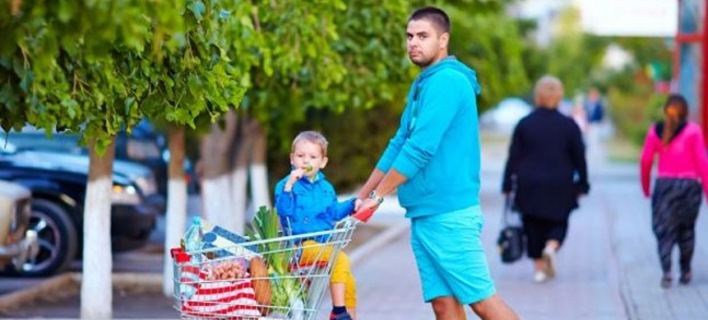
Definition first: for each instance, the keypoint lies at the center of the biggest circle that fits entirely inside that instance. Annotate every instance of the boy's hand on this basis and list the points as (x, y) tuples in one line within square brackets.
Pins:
[(357, 204), (295, 175)]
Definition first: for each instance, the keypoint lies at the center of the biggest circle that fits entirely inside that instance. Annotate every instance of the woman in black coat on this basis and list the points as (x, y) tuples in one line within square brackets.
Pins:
[(547, 172)]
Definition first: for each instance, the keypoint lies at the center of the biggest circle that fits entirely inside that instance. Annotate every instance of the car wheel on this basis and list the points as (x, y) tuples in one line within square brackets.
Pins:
[(57, 239)]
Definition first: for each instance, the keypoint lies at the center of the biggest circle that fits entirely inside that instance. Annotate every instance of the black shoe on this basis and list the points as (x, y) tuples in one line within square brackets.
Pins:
[(685, 278), (666, 281)]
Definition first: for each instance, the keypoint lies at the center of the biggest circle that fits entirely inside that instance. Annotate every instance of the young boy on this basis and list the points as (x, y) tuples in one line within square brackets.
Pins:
[(306, 202)]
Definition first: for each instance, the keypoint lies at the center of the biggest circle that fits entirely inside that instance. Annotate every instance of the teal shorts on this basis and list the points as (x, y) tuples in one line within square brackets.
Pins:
[(450, 256)]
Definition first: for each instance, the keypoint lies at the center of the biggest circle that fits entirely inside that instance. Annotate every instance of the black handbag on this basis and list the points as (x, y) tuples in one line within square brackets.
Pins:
[(511, 237)]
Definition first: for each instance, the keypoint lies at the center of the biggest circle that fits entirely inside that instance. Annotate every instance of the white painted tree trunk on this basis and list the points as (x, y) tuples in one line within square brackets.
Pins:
[(215, 150), (216, 201), (176, 205), (239, 178), (259, 174), (259, 185), (174, 229), (96, 284)]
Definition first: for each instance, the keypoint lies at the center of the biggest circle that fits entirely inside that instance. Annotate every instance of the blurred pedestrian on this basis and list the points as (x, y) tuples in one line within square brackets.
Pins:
[(546, 168), (579, 116), (597, 128), (594, 108), (434, 162), (682, 174)]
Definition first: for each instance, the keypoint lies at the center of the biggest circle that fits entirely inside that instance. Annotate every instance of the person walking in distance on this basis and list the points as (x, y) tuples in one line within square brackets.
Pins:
[(547, 160), (682, 174), (434, 162)]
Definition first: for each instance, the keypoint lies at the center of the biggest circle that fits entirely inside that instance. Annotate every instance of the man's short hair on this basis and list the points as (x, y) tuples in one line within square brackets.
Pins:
[(436, 16), (313, 137)]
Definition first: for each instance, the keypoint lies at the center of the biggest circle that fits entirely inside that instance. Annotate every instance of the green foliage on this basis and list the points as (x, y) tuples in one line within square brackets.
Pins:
[(99, 66), (496, 53), (634, 109), (362, 112), (58, 64), (278, 255), (199, 80)]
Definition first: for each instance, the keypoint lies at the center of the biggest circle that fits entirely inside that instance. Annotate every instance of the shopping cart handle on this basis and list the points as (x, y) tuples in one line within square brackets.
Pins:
[(364, 215)]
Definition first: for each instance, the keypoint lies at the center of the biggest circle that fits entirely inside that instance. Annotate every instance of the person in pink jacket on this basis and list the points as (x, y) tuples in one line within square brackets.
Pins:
[(682, 175)]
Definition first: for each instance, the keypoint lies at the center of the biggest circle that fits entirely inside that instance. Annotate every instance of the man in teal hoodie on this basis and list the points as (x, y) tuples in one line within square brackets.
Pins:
[(434, 161)]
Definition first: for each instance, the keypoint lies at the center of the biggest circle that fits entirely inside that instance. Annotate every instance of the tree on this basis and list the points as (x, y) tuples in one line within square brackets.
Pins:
[(60, 72), (482, 36), (329, 55), (80, 66)]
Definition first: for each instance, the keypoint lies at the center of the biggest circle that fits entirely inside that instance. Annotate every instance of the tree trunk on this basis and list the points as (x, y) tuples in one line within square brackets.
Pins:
[(239, 174), (176, 204), (96, 286), (258, 170), (216, 189)]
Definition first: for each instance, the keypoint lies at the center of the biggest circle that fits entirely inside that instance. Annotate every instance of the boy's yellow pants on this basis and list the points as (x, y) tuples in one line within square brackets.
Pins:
[(341, 272)]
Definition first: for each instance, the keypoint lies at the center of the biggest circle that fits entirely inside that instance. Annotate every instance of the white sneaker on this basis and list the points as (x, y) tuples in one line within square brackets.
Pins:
[(549, 257), (539, 276)]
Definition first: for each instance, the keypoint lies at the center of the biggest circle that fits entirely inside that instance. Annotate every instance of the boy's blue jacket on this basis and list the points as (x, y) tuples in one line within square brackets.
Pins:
[(437, 145), (310, 206)]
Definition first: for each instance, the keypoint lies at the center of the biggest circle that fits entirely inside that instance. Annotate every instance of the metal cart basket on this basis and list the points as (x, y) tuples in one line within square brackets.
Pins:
[(280, 278)]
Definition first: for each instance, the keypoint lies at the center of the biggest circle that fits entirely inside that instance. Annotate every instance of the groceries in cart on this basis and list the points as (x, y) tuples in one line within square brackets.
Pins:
[(219, 274)]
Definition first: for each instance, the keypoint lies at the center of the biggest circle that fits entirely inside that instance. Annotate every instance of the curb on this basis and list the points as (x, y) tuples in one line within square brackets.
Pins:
[(392, 233), (153, 281)]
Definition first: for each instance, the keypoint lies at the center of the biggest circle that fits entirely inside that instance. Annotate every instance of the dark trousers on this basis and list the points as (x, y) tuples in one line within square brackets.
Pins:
[(538, 231), (675, 203)]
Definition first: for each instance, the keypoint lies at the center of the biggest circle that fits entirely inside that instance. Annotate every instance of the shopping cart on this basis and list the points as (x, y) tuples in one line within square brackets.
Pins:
[(260, 279)]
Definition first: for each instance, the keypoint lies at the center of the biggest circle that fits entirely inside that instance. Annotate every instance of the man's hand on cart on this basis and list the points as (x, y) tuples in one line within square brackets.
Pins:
[(366, 210)]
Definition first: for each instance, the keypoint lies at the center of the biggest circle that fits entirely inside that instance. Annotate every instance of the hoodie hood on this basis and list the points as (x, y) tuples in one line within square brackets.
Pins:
[(452, 62)]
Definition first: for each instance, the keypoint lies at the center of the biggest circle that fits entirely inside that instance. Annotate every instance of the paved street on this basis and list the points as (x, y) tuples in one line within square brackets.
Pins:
[(608, 267)]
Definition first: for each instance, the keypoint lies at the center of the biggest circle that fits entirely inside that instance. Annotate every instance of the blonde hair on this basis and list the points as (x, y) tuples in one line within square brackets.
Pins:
[(548, 92), (313, 137)]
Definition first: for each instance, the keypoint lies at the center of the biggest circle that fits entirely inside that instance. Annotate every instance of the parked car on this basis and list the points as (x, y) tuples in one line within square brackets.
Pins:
[(58, 185), (145, 145), (17, 243)]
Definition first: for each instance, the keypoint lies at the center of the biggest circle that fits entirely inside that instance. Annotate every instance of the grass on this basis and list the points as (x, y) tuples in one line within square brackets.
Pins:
[(622, 150)]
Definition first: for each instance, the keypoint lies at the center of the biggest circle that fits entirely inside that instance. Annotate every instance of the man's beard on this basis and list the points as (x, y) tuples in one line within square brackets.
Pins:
[(422, 63)]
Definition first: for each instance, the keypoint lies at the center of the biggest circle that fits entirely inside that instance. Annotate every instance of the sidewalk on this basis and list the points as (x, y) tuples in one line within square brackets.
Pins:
[(607, 269)]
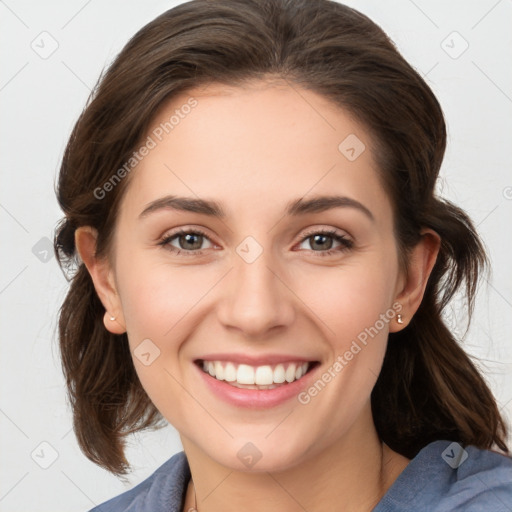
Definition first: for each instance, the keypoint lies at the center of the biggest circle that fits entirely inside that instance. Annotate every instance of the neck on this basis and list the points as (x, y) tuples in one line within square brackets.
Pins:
[(356, 472)]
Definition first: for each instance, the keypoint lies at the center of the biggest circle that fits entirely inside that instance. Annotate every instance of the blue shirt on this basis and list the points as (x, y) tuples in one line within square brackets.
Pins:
[(443, 477)]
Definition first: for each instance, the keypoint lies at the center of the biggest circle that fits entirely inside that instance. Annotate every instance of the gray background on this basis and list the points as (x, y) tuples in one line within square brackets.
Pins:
[(41, 96)]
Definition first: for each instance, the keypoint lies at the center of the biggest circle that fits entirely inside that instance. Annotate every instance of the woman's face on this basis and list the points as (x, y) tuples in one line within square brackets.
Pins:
[(288, 258)]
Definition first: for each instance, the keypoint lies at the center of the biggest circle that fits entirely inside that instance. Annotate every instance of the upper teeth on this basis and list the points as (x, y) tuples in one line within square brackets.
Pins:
[(259, 375)]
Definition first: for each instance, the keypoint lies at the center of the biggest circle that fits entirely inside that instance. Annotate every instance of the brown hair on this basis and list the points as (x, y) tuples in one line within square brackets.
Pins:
[(428, 388)]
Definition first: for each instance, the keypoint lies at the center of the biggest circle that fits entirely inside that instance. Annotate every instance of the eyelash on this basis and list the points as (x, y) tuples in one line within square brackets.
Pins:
[(346, 244)]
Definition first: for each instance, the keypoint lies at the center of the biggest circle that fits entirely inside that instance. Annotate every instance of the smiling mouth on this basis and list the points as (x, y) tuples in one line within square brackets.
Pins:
[(262, 377)]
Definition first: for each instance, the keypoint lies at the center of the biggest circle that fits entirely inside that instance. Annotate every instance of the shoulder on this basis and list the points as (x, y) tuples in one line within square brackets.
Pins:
[(445, 476), (163, 490)]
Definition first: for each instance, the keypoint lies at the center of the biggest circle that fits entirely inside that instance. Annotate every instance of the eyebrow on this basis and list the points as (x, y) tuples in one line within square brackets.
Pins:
[(212, 208)]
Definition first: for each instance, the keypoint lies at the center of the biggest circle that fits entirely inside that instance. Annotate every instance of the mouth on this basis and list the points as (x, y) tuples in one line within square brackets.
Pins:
[(261, 377)]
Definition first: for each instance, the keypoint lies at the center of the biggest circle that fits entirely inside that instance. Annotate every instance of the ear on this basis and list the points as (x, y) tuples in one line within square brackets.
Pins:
[(421, 262), (102, 276)]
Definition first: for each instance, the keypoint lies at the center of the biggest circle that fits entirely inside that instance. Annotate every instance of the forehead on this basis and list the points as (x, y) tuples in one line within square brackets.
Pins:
[(255, 147)]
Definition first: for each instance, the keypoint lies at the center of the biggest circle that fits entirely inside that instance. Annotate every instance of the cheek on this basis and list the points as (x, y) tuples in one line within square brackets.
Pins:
[(155, 297)]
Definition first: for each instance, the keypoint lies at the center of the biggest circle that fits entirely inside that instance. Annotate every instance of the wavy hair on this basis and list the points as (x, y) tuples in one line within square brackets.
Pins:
[(428, 388)]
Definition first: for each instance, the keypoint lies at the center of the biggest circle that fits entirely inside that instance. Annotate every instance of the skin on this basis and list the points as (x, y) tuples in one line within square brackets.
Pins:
[(255, 149)]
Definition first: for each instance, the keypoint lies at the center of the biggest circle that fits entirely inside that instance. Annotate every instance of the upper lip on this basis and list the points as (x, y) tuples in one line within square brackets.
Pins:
[(260, 360)]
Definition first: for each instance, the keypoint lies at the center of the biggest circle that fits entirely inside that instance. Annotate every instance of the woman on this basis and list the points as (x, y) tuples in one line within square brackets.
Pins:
[(261, 260)]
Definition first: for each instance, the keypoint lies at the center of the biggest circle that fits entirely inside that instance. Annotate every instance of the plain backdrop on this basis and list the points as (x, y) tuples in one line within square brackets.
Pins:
[(52, 53)]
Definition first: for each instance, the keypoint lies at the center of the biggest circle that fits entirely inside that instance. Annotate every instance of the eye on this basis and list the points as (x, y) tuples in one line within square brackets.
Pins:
[(186, 241), (322, 242)]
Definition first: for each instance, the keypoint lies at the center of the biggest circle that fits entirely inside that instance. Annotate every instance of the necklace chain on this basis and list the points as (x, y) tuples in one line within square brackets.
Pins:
[(194, 508)]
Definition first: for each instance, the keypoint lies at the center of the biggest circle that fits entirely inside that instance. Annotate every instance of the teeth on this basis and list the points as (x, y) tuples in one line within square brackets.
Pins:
[(260, 377), (245, 374), (230, 372)]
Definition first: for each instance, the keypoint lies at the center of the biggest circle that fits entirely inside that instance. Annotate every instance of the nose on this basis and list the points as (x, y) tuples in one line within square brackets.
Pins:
[(256, 298)]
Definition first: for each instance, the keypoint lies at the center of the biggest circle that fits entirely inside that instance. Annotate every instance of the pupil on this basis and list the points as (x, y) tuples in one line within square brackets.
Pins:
[(322, 245), (189, 239)]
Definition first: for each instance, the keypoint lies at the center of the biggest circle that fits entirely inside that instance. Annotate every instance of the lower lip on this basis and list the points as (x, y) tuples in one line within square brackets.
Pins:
[(255, 398)]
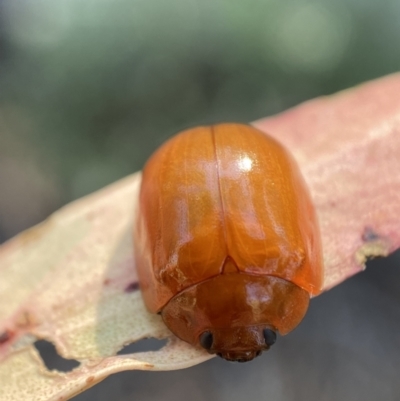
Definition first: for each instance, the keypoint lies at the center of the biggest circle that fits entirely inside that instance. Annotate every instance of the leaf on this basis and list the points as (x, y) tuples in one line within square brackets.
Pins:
[(71, 280)]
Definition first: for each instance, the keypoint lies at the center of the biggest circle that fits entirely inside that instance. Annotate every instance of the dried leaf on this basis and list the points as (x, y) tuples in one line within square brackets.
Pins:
[(71, 279)]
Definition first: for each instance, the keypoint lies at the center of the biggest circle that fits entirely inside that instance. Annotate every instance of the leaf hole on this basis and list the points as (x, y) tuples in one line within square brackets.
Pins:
[(52, 359), (145, 345)]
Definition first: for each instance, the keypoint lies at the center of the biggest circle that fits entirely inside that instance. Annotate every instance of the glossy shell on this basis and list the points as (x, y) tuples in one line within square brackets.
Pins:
[(224, 214)]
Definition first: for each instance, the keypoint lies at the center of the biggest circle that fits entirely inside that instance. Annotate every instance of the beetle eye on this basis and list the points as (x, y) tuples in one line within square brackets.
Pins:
[(269, 336), (206, 340)]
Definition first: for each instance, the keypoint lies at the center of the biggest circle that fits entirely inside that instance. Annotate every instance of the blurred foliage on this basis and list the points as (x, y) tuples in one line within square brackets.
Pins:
[(90, 88)]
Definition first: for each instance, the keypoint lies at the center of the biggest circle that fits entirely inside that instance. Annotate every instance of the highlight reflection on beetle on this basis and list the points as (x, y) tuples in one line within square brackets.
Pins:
[(226, 240)]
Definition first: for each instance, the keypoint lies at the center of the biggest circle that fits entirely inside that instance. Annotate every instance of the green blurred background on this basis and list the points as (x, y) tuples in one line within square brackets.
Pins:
[(88, 89)]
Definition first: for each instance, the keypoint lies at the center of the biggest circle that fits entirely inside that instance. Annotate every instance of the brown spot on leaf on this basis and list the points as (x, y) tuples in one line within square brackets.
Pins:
[(132, 287)]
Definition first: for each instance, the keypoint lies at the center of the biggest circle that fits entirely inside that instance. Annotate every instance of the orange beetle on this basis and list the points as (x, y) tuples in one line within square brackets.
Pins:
[(226, 240)]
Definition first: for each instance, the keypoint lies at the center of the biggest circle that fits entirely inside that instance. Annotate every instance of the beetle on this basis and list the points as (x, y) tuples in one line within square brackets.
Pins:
[(226, 239)]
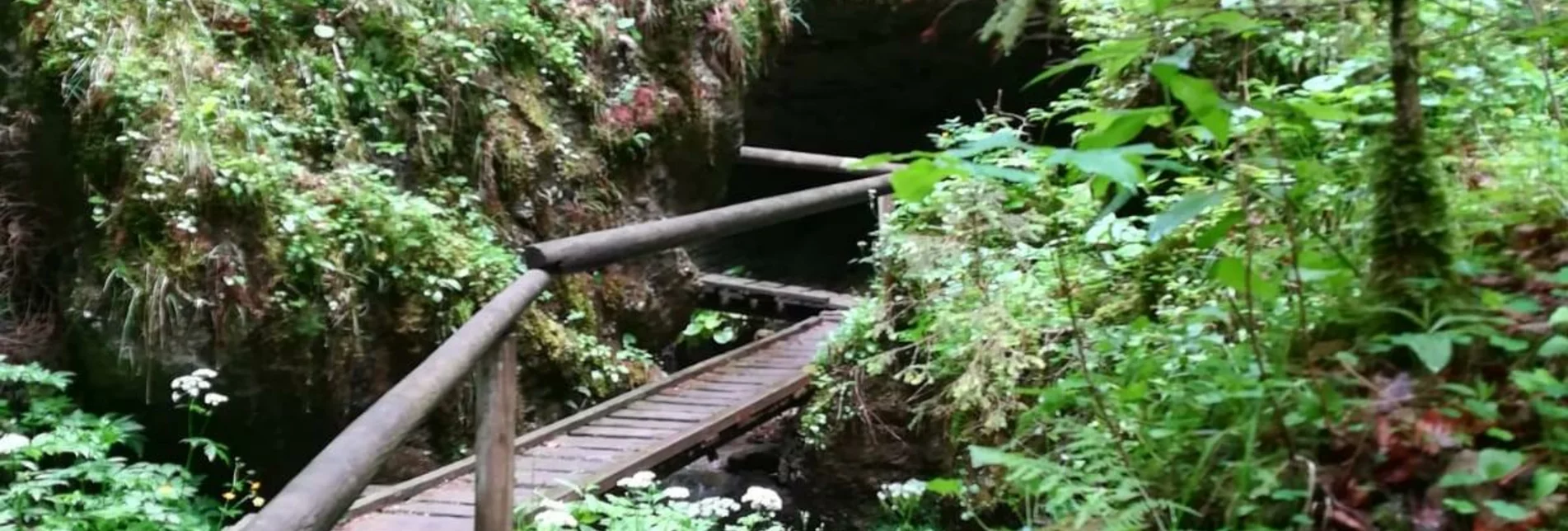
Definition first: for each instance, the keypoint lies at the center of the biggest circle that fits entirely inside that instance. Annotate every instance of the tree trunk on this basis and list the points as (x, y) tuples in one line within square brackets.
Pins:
[(1410, 219)]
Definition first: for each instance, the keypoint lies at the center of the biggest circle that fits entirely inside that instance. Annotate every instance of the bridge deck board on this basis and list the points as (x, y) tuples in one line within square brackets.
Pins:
[(642, 430)]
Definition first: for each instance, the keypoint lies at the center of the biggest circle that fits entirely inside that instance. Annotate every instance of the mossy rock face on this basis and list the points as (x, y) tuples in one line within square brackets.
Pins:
[(309, 195)]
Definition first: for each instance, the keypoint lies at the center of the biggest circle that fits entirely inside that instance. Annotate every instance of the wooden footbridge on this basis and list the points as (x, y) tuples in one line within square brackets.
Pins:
[(659, 425)]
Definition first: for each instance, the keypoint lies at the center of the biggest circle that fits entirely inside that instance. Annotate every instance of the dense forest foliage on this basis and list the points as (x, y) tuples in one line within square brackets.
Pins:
[(1304, 265)]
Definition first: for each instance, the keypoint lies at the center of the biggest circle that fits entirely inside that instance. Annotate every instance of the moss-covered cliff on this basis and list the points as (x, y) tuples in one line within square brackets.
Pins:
[(307, 195)]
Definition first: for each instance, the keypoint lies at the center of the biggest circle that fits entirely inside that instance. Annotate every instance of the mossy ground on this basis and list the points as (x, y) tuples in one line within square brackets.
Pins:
[(309, 195)]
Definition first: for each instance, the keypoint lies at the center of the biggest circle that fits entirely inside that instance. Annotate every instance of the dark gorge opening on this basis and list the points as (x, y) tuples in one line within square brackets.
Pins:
[(859, 79)]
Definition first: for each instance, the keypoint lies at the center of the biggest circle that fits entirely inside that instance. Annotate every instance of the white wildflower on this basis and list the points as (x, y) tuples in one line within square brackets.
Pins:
[(13, 442), (554, 520), (642, 480), (762, 498), (712, 508)]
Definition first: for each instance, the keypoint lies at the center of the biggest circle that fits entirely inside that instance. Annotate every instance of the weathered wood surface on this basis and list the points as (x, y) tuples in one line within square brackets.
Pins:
[(690, 411), (767, 298)]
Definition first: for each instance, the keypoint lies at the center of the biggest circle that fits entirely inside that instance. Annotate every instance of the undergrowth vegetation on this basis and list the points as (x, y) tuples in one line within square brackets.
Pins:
[(1205, 312), (64, 468)]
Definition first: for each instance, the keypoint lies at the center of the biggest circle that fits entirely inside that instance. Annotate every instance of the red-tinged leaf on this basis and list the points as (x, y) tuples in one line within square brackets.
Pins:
[(1435, 432), (1349, 519)]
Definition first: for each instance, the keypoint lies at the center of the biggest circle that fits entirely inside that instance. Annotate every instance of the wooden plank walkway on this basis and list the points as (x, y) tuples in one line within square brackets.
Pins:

Task objective: Take the stretch of material from the line containing "the neck on" through the line containing "[(356, 472)]" and lay it out as a numbered list, skipping any blank lines.

Exercise output:
1. Definition first: for each instance, the keypoint lies at the center of the biggest circle that fits entirely inside that instance. Annotate every instance of the neck on this basis and list the points as (x, y) tuples in one line within square brackets.
2. Pins:
3. [(356, 472)]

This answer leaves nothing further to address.